SHORT TASK: Reproduce the listing word for word, from its first line down to and including the line that contains "x=441, y=180". Omit the pictures from your copy.

Items drawn from a dataset:
++++++
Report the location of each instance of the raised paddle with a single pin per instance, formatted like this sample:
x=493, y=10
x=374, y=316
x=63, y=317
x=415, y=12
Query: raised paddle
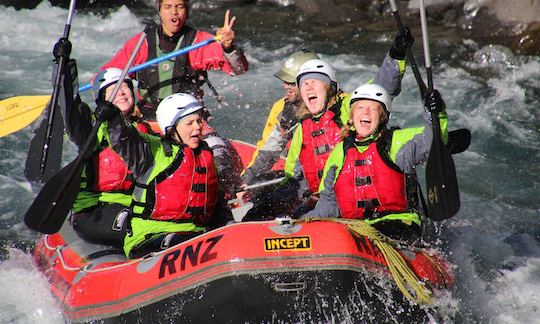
x=51, y=206
x=19, y=112
x=48, y=137
x=408, y=51
x=441, y=180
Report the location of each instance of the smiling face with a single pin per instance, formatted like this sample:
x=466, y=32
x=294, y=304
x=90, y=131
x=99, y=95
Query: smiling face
x=124, y=97
x=189, y=130
x=314, y=92
x=292, y=94
x=366, y=116
x=173, y=15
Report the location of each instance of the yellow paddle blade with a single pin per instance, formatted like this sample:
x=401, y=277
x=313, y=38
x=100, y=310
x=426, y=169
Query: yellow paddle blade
x=18, y=112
++++++
THE RESULT:
Report the location of each instance of the raised paddle with a single pin per instance, formatted like this sample:
x=493, y=10
x=374, y=316
x=63, y=317
x=415, y=12
Query: raised paddle
x=51, y=206
x=19, y=112
x=48, y=137
x=408, y=51
x=441, y=180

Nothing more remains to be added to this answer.